- _練習說明_
A – 用兩句話概括這篇盛最多水容器的題解。
B – 把這篇盛最多水容器的題解從「11. Container With」一直到「the most water.」的部分原樣抄寫出來。
C – 根據這篇盛最多水容器的題解,判斷以下各句是否與文中一致,逐句回答「是」或「否」,並原文引出作為依據的字句:(i) 題目規定 n 至少為 2。(ii) 若 p1 對應的邊長小於 p2 對應的邊長,應該移動 p2。(iii) 長方形面積的底每次減少 1。

- _頁面文字_
* * *

11. Container With Most Water - Medium
Given n non-negative integers a1, a2, ..., an , where each represents a point at coordinate (i, ai). n vertical lines are drawn such that the two endpoints of line i is at (i, ai) and (i, 0). Find two lines, which together with x-axis forms a container, such that the container contains the most water.
Note: You may not slant the container and n is at least 2.
The above vertical lines are represented by array [1,8,6,2,5,4,8,3,7]. In this case, the max area of water (blue section) the container can contain is 49.
Example:
Input: [1,8,6,2,5,4,8,3,7] Output: 49
two pointers
p1, p2分別從首、尾開始掃描陣列,同時計算面積。長方形面積中的底是一直在減小的(每次減少1),高是兩條邊中較短的邊長,如果當前p1對應的邊長小於p2對應的邊長,應該保留較長的邊(即p2),p2不變,p1向右移動,面積增大的可能性更大(理由:如果保留p1而移動p2,如果p2移動後變大,邊長還是取較短的p1,如果p2移動後變小,邊長取這個較小的新邊長。新的邊長 <= p1,即,移動後邊長不會增加;但是如果保留p2而移動p1的話,如果p1移動後變大,邊長可以取新的較大的邊長或p2,即,移動後邊長有增加的可能)。反之則應該移動p2。
時間:O(N),空間:O(1)
class Solution { public int maxArea(int[] height) { int p1 = 0, p2 = height.length - 1; int max = 0; while(p1 < p2) { int area = (p2 - p1) * Math.min(height[p1], height[p2]); max = Math.max(max, area); if(height[p1] < height[p2]) p1++; else p2--; } return max; } }

* * *

[物體點標籤]
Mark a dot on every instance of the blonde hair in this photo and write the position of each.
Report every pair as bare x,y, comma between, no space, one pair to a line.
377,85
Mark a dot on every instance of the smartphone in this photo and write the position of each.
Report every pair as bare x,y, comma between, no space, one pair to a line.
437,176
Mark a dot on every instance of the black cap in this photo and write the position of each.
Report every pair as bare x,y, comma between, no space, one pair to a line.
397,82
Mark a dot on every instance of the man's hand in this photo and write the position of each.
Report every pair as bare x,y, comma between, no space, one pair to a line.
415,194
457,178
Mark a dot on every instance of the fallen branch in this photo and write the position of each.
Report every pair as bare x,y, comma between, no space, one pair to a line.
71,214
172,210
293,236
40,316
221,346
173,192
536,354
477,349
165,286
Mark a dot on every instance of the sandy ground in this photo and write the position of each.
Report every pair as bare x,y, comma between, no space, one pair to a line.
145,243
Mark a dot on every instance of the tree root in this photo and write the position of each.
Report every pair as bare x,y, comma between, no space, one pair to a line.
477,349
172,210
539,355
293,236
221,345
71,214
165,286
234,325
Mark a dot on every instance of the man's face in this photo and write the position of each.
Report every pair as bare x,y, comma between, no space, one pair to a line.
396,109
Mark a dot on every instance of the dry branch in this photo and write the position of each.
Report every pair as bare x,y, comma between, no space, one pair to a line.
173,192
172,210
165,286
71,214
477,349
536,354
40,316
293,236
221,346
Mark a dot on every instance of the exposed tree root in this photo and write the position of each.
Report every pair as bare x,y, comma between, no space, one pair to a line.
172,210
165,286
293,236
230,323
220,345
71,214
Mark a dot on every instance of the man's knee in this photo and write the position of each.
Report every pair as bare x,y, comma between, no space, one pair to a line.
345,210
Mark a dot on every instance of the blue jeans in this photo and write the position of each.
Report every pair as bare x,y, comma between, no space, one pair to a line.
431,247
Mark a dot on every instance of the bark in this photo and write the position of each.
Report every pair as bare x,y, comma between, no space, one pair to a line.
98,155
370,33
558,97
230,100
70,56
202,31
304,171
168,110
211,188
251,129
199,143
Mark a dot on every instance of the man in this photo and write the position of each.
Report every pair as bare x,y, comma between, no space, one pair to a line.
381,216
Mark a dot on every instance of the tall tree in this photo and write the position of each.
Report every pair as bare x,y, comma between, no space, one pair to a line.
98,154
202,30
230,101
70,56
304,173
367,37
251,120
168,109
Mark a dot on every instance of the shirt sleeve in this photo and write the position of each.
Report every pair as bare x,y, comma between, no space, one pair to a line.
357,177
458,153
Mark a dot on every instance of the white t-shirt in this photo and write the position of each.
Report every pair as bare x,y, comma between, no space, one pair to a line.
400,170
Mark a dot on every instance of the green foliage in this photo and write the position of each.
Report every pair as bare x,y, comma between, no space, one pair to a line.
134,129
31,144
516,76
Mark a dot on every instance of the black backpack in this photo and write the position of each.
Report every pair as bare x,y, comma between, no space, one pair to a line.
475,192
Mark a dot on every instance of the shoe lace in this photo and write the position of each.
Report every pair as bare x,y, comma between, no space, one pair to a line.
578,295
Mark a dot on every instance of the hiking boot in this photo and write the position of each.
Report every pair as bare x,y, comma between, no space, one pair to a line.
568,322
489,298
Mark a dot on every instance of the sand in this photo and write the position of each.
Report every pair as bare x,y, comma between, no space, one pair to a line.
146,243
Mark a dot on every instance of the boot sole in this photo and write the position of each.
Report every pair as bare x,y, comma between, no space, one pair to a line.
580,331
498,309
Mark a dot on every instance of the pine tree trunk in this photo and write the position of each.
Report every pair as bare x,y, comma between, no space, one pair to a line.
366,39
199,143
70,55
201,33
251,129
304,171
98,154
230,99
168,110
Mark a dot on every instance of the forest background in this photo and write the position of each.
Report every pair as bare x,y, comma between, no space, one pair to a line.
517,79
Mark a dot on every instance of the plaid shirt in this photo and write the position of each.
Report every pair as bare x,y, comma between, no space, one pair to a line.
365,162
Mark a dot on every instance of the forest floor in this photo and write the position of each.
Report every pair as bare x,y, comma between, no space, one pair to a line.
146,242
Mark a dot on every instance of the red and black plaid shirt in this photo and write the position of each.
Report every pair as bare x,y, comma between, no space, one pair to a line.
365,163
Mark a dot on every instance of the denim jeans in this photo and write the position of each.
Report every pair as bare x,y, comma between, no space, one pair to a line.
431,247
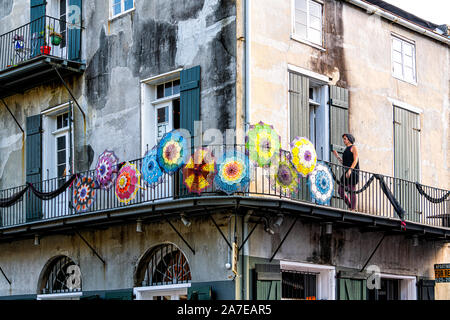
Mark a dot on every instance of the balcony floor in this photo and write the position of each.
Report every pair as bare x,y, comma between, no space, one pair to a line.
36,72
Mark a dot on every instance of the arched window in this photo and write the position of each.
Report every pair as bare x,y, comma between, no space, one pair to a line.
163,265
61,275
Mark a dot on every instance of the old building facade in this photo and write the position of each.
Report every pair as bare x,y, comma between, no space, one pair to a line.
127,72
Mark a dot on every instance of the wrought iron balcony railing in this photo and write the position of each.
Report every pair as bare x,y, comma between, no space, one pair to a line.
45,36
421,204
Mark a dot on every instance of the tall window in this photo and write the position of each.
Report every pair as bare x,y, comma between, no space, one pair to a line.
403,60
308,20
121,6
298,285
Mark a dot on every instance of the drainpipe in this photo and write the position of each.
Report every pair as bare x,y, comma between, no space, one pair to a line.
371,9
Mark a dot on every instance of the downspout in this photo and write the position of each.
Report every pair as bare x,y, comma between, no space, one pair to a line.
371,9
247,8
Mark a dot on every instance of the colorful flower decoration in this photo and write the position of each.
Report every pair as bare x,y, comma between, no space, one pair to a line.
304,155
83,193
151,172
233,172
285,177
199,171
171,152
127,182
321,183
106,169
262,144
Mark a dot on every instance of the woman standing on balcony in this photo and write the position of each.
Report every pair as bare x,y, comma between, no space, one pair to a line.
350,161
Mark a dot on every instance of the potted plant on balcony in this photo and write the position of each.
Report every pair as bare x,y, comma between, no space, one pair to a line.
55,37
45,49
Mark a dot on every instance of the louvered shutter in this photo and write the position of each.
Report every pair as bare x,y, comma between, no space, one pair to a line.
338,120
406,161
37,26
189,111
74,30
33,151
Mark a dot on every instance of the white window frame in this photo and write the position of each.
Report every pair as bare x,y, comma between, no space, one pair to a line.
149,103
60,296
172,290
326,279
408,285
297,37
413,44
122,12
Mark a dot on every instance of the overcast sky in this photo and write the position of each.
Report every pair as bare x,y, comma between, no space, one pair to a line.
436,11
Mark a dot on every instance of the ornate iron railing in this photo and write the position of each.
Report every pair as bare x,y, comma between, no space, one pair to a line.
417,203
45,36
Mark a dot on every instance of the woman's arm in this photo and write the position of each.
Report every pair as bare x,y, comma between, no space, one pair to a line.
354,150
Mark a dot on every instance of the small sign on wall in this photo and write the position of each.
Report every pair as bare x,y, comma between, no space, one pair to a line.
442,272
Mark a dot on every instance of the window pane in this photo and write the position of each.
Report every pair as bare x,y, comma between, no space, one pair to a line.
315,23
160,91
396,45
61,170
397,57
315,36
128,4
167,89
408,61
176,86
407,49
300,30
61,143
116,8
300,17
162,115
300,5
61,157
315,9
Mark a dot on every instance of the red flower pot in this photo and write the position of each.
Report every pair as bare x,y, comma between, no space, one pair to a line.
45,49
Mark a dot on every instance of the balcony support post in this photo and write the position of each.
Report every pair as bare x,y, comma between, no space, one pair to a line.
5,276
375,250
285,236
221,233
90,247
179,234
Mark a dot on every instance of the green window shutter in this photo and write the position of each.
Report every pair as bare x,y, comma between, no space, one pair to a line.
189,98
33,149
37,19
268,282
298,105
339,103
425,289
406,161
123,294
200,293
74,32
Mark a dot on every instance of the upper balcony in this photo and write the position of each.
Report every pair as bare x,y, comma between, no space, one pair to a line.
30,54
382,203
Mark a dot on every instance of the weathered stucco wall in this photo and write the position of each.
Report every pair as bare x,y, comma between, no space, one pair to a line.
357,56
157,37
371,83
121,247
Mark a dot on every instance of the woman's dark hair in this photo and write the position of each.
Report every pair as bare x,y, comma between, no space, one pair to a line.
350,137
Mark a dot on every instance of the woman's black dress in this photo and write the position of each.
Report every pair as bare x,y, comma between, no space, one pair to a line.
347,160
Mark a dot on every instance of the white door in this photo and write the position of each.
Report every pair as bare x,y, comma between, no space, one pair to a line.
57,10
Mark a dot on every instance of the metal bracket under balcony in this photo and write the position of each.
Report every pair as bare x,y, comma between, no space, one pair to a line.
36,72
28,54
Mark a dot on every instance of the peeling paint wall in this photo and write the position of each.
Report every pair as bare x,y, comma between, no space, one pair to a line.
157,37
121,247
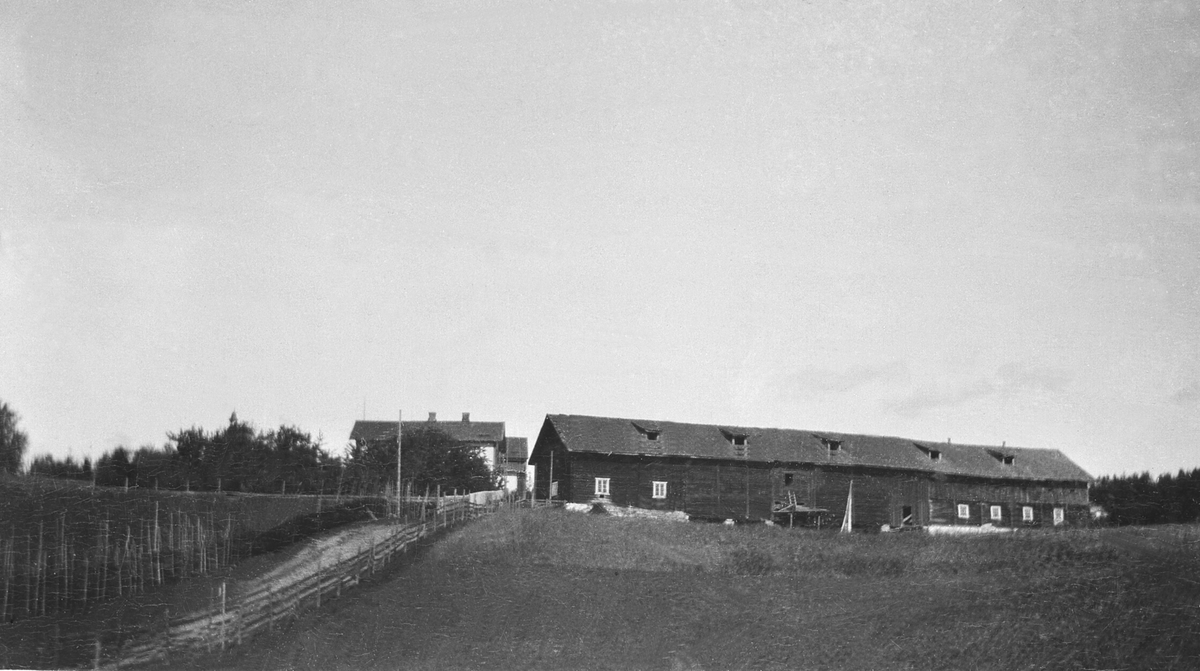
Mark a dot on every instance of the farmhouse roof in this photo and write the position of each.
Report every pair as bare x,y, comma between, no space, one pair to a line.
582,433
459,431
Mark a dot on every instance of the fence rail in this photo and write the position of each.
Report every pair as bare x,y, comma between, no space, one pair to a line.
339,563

* * *

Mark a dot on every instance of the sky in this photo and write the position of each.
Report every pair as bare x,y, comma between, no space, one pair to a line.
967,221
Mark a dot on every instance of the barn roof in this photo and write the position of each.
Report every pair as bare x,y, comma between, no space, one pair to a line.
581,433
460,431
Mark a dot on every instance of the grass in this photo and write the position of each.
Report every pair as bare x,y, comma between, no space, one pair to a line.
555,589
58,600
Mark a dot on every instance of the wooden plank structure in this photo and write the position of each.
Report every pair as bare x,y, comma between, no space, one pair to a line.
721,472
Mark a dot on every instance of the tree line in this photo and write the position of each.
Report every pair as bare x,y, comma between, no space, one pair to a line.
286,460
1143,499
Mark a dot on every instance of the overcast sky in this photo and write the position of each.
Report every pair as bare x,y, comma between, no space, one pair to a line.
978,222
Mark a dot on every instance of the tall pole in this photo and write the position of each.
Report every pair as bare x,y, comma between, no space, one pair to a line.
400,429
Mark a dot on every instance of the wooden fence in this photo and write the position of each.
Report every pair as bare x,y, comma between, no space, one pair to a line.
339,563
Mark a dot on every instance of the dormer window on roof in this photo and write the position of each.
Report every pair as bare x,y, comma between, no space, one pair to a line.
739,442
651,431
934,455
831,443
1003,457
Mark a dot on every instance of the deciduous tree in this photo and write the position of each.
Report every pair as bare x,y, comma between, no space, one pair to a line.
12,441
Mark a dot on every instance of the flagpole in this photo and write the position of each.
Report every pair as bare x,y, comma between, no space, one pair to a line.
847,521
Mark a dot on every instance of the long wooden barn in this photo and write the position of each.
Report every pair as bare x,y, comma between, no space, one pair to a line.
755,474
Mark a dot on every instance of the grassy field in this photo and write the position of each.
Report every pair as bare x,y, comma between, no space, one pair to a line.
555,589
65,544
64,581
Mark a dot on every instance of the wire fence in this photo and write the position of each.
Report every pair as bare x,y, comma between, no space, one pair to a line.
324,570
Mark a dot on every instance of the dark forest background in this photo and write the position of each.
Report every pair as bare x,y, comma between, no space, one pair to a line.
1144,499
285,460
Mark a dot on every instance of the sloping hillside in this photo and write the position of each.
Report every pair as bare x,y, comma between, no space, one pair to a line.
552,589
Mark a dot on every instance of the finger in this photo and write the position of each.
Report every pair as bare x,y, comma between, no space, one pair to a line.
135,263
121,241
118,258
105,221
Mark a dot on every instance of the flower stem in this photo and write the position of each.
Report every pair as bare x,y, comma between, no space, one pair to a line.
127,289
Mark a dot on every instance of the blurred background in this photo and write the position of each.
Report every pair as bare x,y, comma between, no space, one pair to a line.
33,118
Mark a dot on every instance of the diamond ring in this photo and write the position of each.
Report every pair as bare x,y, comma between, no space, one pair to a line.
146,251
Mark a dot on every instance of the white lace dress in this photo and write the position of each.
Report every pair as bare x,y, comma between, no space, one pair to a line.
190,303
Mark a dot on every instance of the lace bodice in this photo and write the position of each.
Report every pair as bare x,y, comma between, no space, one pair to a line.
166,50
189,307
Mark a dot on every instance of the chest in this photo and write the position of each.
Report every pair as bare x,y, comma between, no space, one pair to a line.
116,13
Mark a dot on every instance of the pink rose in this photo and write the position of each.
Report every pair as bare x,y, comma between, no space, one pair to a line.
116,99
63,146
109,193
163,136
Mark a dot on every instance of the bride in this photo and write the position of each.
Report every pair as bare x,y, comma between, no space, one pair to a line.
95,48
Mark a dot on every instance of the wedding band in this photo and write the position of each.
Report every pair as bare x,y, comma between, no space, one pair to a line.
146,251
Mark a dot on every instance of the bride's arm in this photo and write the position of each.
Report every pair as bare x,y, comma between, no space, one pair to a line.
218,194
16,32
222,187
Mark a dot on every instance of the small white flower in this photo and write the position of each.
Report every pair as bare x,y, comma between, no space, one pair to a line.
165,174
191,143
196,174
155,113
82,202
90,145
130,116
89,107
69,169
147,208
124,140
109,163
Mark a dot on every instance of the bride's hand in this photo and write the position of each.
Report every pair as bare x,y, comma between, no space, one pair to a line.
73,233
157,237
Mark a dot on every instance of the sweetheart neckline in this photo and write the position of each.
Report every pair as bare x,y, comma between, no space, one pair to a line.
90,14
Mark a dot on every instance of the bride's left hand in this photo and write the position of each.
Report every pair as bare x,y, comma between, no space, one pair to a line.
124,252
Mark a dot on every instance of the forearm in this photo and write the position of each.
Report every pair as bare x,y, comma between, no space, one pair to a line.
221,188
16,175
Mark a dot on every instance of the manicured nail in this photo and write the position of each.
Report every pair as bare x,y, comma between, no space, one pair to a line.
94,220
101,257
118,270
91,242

* * *

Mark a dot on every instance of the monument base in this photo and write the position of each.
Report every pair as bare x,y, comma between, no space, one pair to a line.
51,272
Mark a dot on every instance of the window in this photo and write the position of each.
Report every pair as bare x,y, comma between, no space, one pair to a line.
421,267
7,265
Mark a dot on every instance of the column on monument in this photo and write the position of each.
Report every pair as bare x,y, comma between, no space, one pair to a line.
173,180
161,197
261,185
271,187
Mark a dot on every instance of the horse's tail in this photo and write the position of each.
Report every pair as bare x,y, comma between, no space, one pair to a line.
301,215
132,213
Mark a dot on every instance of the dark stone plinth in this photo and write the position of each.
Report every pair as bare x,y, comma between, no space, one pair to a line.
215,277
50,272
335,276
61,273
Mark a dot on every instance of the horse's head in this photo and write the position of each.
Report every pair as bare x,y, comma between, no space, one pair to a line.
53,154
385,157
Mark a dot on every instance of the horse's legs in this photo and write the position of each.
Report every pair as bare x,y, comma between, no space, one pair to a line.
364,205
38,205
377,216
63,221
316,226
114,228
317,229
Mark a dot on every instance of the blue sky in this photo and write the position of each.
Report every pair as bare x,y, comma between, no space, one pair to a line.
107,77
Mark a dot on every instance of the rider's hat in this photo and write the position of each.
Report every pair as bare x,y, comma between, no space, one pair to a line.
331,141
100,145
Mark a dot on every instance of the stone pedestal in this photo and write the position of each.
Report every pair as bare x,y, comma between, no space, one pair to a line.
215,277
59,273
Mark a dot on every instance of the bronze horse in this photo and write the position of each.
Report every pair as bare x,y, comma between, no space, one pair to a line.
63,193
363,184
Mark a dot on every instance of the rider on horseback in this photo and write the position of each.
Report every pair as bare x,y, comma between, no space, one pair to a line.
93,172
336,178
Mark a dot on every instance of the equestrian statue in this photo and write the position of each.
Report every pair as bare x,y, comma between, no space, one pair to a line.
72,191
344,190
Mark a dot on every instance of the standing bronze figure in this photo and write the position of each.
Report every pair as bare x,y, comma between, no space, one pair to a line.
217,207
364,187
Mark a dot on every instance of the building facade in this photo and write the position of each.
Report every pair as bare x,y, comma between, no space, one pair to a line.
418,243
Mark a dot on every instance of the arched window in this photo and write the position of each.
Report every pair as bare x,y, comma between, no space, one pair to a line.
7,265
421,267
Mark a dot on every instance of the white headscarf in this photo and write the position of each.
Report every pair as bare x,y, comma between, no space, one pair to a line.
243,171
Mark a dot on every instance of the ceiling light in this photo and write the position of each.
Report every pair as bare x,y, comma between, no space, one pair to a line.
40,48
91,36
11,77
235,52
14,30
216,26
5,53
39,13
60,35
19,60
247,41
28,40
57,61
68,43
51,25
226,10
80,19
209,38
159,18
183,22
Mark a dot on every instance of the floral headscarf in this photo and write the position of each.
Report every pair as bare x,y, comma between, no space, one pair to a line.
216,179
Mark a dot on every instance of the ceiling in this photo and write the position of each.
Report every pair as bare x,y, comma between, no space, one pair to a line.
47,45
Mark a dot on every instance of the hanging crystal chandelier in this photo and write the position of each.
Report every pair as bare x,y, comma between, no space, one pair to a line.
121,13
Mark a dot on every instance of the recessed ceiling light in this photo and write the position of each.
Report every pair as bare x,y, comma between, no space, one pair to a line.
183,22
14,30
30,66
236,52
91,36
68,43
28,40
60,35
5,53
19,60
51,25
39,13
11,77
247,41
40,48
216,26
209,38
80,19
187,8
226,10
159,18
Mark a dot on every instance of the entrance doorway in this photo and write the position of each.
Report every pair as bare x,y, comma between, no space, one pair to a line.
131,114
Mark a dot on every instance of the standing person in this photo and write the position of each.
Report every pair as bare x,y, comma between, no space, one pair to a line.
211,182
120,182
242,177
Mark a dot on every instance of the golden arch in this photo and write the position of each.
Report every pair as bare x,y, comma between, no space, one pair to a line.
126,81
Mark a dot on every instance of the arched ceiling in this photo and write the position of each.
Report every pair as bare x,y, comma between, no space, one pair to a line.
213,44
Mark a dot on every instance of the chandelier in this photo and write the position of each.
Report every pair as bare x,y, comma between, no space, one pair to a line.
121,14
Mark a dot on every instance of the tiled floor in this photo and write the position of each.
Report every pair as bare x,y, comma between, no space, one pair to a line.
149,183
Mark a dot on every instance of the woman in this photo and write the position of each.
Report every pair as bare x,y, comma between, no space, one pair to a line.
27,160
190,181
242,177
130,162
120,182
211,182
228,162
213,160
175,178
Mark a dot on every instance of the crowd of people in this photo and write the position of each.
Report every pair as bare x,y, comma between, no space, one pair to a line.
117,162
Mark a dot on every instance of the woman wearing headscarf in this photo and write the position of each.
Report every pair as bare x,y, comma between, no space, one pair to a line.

* * *

- _作答內容_
A – 題目給定 n 個非負整數,每個數是一條垂直線的高度,要求找出兩條線,使它們與 x 軸構成的容器盛水最多;以 [1,8,6,2,5,4,8,3,7] 為例,最大面積是 49。解法是讓雙指標 p1、p2 分別從陣列首尾開始掃描,同時計算面積,每次移動較短邊對應的指標,時間複雜度為 O(N),空間複雜度為 O(1)。

B –
11. Container With Most Water - Medium
Given n non-negative integers a1, a2, ..., an , where each represents a point at coordinate (i, ai). n vertical lines are drawn such that the two endpoints of line i is at (i, ai) and (i, 0). Find two lines, which together with x-axis forms a container, such that the container contains the most water.

C –
(i) 是:「n is at least 2」
(ii) 否:「p2不變,p1向右移動」
(iii) 是:「長方形面積中的底是一直在減小的(每次減少1)」